Set problem —
Could you copy out every line from the one containing "Target: horizon water" through the end of the items, both included, with each coordinate in the answers offset by -148? Keep the requests, and leave the pictures out.

Shape labeling items:
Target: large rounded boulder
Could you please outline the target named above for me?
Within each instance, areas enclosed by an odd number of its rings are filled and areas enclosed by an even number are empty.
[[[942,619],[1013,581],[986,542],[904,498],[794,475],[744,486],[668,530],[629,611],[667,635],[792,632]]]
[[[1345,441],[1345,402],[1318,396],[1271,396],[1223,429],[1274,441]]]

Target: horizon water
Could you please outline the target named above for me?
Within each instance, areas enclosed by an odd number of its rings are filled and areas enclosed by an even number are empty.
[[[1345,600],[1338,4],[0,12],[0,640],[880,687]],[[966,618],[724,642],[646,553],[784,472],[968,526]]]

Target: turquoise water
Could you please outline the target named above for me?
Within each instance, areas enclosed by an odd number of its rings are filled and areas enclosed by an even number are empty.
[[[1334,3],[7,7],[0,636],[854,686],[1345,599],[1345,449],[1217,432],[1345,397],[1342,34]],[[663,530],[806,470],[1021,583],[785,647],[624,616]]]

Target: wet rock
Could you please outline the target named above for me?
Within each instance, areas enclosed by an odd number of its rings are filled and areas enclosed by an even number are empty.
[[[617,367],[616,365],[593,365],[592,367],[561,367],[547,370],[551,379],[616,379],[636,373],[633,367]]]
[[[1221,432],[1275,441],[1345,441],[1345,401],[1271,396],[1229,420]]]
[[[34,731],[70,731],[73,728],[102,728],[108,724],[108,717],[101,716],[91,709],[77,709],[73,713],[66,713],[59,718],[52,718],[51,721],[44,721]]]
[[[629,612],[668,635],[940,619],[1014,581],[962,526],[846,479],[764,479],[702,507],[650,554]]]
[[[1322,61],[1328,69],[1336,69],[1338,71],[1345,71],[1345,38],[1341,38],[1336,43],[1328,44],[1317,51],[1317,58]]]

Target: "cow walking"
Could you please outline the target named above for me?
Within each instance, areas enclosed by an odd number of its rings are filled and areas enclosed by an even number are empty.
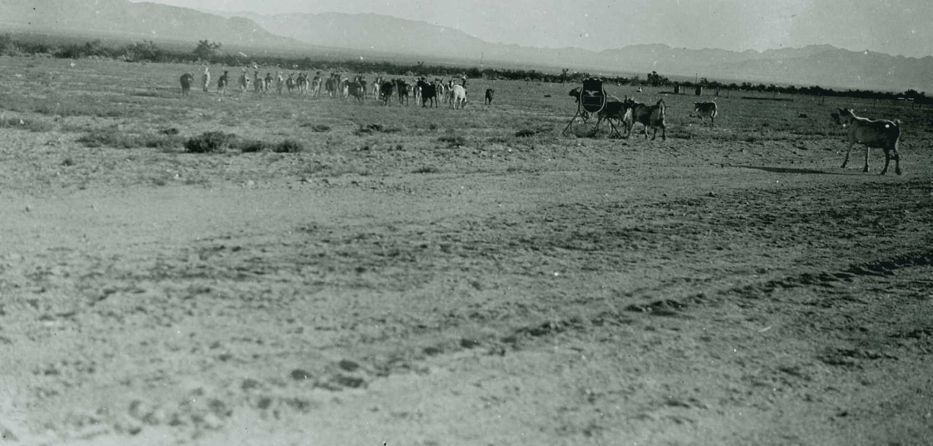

Exercise solution —
Target: horizon water
Could you please outline the target named above for me?
Within each instance, areas enclosed by an odd number of its rings are filled and areas enclosed by an even number are empty.
[[[1197,452],[1190,-144],[-148,-136],[-148,492],[732,539]],[[818,470],[576,494],[498,405],[636,324],[820,378]]]

Target: turquoise water
Could you please outline the target named above for me?
Within each instance, areas enclosed by an odd number of its rings are filled and areas enclosed by an even number are empty.
[[[1186,-145],[-141,-141],[-148,488],[706,538],[1197,451],[1197,301],[1069,284],[1197,249],[1194,-114]],[[515,382],[658,322],[873,435],[637,499],[476,468]]]

Target: wet rock
Could you please outline the target named above for me?
Within each instance, areas enclosed by an odd number of its rings are filled and areas enclosed by an even number are empty.
[[[469,219],[468,217],[445,217],[444,219],[413,219],[399,222],[403,231],[468,231],[488,225],[485,219]]]
[[[1073,284],[1127,293],[1197,293],[1197,253],[1123,248],[1081,272]]]
[[[-114,583],[-78,583],[-75,580],[-46,580],[-40,576],[-40,569],[-47,568],[-57,561],[-71,561],[-75,565],[-82,565],[-89,570],[-96,570],[-97,573],[-104,573]]]
[[[481,464],[520,487],[792,471],[866,433],[814,378],[698,331],[616,331],[554,359],[502,406]]]
[[[1174,-87],[1180,-79],[1188,-79],[1190,-77],[1197,-77],[1197,-110],[1193,-110],[1188,-105],[1180,-104],[1169,-97],[1169,-90]]]

Target: "cow walking"
Could you please outline the target named above for me?
Within each instance, areas enclosed by an odd number of its rings are filled and areas enclosed by an even number are empty.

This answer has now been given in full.